───── Excerpted records ─────
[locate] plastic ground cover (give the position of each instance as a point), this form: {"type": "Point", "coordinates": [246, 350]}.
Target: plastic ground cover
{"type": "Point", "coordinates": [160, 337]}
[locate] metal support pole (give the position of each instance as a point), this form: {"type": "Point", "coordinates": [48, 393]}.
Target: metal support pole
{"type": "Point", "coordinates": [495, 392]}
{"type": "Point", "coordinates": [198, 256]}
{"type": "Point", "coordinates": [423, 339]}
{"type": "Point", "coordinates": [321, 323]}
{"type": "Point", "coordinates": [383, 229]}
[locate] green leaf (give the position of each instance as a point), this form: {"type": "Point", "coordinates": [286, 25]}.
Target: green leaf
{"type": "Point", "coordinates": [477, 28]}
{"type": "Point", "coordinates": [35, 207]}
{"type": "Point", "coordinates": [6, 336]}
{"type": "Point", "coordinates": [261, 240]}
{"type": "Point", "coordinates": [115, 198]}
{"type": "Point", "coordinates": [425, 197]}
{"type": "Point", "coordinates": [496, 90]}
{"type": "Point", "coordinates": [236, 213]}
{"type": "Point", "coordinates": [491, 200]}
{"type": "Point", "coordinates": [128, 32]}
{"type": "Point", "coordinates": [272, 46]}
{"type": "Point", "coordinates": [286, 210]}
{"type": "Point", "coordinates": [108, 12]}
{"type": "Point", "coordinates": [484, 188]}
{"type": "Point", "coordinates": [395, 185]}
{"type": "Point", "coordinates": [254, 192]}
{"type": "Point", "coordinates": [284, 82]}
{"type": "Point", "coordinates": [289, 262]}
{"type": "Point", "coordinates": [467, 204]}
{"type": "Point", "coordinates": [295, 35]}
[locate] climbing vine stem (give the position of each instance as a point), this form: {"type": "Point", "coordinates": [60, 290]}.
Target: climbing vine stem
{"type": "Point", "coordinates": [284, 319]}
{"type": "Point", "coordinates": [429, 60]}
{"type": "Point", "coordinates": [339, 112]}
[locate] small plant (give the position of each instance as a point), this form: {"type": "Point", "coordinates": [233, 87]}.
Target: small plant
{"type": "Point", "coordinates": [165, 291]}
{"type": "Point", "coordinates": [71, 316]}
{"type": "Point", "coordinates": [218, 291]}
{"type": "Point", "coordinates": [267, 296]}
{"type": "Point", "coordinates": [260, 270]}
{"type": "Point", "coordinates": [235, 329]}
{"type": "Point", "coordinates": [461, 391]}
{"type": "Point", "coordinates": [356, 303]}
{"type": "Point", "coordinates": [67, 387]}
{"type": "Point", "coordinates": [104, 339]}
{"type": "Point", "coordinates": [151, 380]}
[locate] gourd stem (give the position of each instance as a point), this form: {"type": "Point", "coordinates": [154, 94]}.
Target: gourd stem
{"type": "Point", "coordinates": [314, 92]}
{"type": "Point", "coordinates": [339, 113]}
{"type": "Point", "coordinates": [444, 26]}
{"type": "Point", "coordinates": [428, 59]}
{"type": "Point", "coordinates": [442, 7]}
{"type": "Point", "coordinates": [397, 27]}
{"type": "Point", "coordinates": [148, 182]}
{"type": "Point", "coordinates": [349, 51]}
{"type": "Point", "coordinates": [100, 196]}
─────
Directive :: Copy out, character for character, the stretch of the data above from the line containing "[locate] small plant" through the final line of the data, including both.

The output ::
[locate] small plant (give the position of each instance as a point), this form: {"type": "Point", "coordinates": [233, 87]}.
Target: small plant
{"type": "Point", "coordinates": [165, 291]}
{"type": "Point", "coordinates": [71, 316]}
{"type": "Point", "coordinates": [218, 291]}
{"type": "Point", "coordinates": [267, 296]}
{"type": "Point", "coordinates": [260, 270]}
{"type": "Point", "coordinates": [235, 329]}
{"type": "Point", "coordinates": [461, 391]}
{"type": "Point", "coordinates": [356, 303]}
{"type": "Point", "coordinates": [67, 387]}
{"type": "Point", "coordinates": [104, 339]}
{"type": "Point", "coordinates": [151, 380]}
[locate] gourd stem (give the position of each instance as a point), this form: {"type": "Point", "coordinates": [154, 94]}.
Target: gourd stem
{"type": "Point", "coordinates": [314, 92]}
{"type": "Point", "coordinates": [339, 113]}
{"type": "Point", "coordinates": [444, 26]}
{"type": "Point", "coordinates": [428, 59]}
{"type": "Point", "coordinates": [442, 7]}
{"type": "Point", "coordinates": [397, 27]}
{"type": "Point", "coordinates": [148, 182]}
{"type": "Point", "coordinates": [349, 51]}
{"type": "Point", "coordinates": [100, 196]}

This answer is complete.